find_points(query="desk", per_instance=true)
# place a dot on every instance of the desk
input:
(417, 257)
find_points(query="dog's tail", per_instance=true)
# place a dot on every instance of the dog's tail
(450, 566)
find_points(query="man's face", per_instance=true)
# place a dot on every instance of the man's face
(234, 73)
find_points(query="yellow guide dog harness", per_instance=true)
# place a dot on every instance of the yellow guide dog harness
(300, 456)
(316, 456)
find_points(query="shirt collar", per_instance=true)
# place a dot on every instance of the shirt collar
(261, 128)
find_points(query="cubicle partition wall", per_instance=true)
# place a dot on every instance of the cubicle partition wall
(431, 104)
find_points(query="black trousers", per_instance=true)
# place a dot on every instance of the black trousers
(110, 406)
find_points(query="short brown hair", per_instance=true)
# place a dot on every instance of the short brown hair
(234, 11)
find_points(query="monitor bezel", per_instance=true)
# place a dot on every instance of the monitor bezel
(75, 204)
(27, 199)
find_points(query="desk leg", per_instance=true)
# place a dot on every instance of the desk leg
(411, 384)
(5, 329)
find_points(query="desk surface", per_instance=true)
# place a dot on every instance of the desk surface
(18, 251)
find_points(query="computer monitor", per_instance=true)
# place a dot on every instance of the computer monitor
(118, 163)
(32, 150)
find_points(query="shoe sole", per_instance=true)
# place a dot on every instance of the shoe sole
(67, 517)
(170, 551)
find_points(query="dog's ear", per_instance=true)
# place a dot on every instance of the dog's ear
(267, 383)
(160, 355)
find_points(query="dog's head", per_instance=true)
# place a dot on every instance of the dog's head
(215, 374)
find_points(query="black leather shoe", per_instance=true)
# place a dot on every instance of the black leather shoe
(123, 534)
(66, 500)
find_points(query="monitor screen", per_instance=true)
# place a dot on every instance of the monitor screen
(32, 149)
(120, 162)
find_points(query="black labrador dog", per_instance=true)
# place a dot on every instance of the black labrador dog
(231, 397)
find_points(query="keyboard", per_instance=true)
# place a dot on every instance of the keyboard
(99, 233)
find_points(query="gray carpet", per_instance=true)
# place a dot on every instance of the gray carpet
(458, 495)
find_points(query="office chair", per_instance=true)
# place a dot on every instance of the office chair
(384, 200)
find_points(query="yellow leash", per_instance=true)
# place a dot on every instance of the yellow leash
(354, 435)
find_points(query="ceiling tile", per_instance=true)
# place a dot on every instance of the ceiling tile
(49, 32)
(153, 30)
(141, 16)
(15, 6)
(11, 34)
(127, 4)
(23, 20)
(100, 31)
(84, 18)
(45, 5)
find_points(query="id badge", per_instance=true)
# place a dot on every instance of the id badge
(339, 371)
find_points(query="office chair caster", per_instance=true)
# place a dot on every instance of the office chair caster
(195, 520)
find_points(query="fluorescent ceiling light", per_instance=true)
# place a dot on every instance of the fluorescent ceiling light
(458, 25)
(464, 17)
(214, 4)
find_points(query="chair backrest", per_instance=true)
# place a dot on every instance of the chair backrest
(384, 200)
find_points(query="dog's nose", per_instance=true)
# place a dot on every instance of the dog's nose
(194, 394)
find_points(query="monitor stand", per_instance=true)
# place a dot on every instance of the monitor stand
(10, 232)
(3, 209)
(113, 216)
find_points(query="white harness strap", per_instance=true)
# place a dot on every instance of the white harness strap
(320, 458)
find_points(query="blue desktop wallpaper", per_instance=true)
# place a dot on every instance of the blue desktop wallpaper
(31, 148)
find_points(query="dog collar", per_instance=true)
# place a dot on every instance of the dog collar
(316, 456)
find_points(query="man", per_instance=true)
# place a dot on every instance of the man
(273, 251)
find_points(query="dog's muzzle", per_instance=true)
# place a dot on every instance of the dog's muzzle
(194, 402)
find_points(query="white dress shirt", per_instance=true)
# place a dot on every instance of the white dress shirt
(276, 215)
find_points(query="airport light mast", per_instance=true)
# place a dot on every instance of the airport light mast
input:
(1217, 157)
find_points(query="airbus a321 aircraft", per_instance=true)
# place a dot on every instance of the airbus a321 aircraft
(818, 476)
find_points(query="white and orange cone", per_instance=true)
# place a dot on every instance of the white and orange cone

> [What the task asks]: Extract every line of the data that contains the string "guide", matching case exactly.

> [Answer below]:
find_points(query="yellow guide dog harness", per_instance=true)
# place a dot on every instance of the yellow guide dog harness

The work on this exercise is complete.